##### Entries supplied
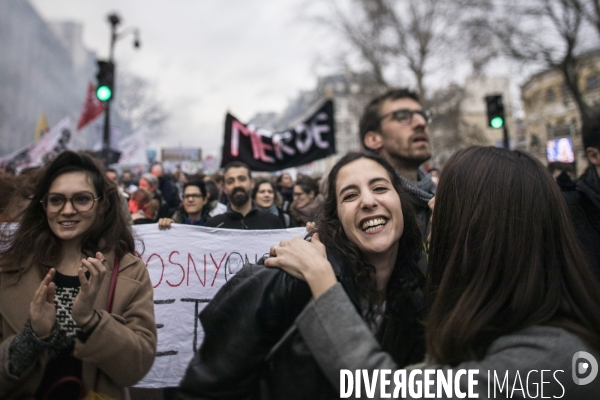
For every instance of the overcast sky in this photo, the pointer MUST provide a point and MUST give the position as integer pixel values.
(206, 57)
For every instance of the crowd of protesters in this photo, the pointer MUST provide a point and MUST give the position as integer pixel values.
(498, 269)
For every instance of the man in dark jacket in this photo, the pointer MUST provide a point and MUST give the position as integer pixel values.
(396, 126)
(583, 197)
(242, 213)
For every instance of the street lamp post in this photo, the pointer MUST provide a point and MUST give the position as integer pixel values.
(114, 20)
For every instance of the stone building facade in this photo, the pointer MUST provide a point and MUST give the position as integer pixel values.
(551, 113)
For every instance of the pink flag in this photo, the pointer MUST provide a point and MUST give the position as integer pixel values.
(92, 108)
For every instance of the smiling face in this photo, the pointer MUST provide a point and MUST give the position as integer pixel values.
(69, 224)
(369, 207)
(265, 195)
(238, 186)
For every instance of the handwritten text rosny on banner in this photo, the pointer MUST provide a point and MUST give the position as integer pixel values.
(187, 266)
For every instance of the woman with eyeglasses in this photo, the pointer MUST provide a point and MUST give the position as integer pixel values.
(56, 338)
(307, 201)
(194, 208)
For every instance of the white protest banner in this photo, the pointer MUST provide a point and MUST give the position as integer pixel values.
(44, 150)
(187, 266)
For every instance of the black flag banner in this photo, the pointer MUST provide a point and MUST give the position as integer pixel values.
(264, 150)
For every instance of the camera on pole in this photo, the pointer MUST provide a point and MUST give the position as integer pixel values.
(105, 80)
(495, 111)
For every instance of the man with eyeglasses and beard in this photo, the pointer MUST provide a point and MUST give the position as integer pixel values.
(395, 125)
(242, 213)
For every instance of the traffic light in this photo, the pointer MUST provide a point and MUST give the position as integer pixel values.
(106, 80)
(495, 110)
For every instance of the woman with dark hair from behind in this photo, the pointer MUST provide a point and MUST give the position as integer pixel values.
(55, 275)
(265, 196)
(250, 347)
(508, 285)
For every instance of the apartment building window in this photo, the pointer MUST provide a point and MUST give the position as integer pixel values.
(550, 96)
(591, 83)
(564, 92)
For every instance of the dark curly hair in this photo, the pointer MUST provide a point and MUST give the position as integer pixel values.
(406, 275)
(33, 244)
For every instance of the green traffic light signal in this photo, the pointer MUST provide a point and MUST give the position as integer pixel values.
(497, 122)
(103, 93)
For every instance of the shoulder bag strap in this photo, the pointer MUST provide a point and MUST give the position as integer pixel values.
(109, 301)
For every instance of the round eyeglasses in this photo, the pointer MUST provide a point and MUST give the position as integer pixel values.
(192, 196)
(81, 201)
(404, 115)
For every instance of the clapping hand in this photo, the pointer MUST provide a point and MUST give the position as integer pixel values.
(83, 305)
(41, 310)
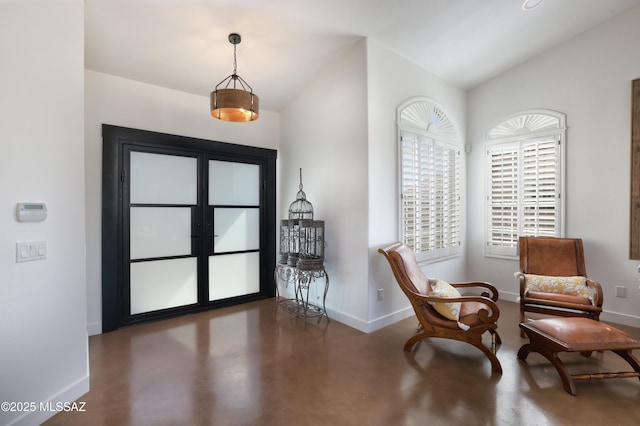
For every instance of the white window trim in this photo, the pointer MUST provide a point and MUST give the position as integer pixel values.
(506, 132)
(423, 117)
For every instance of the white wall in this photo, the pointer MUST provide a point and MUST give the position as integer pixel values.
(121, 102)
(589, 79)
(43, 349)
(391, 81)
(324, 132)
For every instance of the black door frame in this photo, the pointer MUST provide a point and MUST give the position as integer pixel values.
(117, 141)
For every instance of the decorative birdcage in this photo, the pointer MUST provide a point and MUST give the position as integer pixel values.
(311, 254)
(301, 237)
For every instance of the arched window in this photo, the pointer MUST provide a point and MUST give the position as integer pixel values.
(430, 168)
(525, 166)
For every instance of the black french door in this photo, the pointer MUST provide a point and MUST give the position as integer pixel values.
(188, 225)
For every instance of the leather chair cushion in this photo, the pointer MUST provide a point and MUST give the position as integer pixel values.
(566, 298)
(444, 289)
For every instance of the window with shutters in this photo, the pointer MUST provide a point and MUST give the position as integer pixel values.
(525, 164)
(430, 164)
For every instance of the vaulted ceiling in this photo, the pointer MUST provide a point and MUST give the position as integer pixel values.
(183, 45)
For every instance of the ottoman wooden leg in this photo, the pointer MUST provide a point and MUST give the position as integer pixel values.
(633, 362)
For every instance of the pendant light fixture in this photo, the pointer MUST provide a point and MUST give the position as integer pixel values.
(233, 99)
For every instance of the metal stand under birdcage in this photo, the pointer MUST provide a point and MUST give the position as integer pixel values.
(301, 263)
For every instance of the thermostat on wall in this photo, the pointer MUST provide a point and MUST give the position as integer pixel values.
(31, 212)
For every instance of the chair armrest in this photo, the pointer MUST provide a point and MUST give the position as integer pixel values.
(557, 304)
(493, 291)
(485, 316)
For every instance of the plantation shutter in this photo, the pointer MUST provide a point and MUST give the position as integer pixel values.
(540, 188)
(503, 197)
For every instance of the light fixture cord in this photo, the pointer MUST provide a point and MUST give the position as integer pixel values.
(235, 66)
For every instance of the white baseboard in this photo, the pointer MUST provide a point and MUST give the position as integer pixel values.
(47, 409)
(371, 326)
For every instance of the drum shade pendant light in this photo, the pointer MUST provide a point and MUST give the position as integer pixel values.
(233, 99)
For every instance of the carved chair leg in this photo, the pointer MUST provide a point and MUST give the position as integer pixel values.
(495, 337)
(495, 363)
##########
##### Entries supplied
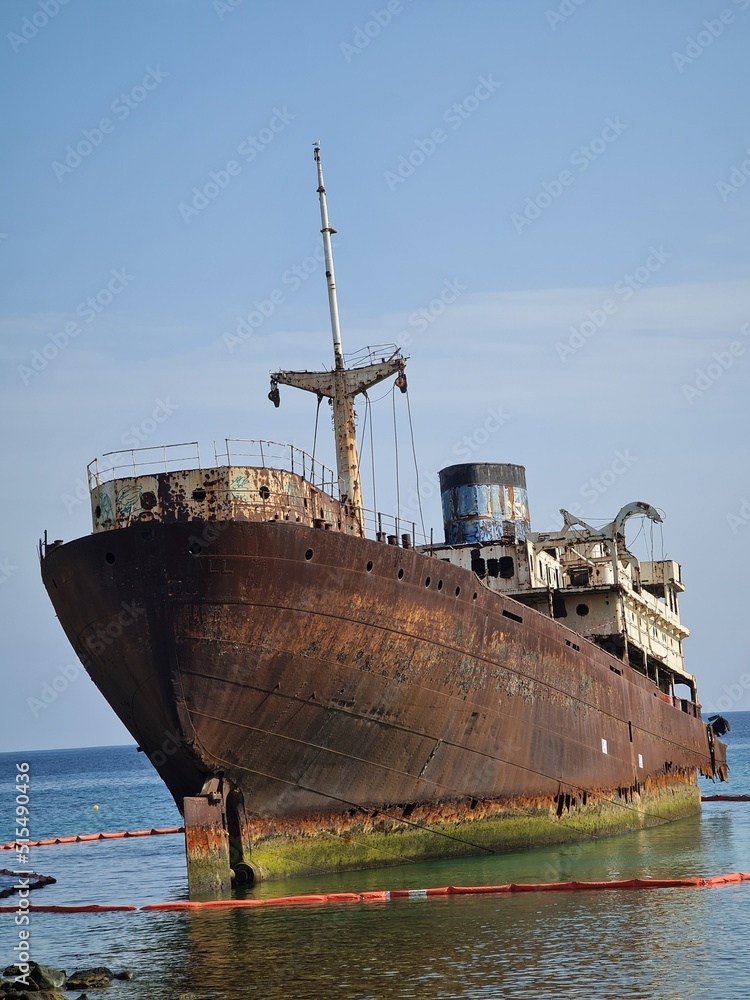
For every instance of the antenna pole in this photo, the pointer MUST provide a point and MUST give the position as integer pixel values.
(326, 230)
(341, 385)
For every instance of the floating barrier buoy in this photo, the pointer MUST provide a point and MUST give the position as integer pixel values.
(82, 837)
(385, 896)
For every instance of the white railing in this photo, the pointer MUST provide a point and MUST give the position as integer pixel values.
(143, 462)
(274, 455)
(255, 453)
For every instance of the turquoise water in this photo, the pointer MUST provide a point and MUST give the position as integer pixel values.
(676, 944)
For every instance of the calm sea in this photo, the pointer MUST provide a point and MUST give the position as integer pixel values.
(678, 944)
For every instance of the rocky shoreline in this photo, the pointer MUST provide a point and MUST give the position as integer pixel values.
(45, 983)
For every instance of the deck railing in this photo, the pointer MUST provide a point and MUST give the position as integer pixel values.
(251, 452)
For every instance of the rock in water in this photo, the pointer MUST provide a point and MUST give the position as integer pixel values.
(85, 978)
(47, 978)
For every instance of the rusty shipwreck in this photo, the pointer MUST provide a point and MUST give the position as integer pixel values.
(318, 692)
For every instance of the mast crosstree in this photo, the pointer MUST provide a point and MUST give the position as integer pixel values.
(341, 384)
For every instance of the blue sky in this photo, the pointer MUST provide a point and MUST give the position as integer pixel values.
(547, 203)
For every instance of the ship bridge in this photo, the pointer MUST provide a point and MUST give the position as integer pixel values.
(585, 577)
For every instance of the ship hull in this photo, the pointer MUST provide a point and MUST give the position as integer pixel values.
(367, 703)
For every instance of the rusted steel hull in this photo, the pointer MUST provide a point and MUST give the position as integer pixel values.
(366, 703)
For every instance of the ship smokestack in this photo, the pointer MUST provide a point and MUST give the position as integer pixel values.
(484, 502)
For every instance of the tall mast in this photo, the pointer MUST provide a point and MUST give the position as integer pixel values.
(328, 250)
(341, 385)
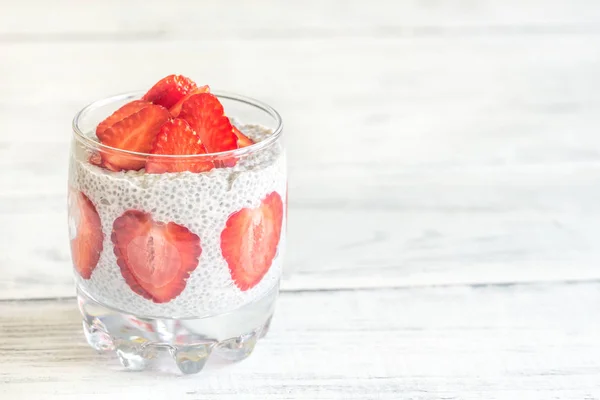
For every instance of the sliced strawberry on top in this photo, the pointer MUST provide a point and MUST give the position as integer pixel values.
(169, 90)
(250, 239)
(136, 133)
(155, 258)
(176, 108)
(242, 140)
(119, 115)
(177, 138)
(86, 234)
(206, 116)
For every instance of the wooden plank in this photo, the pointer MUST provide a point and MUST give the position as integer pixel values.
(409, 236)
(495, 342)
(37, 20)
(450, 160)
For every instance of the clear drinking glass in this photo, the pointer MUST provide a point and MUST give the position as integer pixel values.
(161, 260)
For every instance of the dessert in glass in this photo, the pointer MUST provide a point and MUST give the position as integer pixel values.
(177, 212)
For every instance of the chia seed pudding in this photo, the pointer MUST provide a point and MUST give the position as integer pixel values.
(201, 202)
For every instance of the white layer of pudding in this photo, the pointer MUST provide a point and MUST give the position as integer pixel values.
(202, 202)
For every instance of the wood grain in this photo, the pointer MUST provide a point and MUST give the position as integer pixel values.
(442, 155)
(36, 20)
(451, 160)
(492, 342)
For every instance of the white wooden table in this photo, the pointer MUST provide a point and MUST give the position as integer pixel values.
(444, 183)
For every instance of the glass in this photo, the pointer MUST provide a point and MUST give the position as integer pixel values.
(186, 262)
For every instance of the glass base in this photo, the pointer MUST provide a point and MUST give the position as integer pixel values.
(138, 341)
##########
What to work on: Collect every line of the records above that contains the word "railing". Case counts.

Complete answer:
For every instance of the white railing in this photo, the pointer MUST provide a point and MUST give the position as integer pixel values.
For every instance of the deck railing in this photo, the pointer MUST provide a point and MUST give the position as integer pixel values.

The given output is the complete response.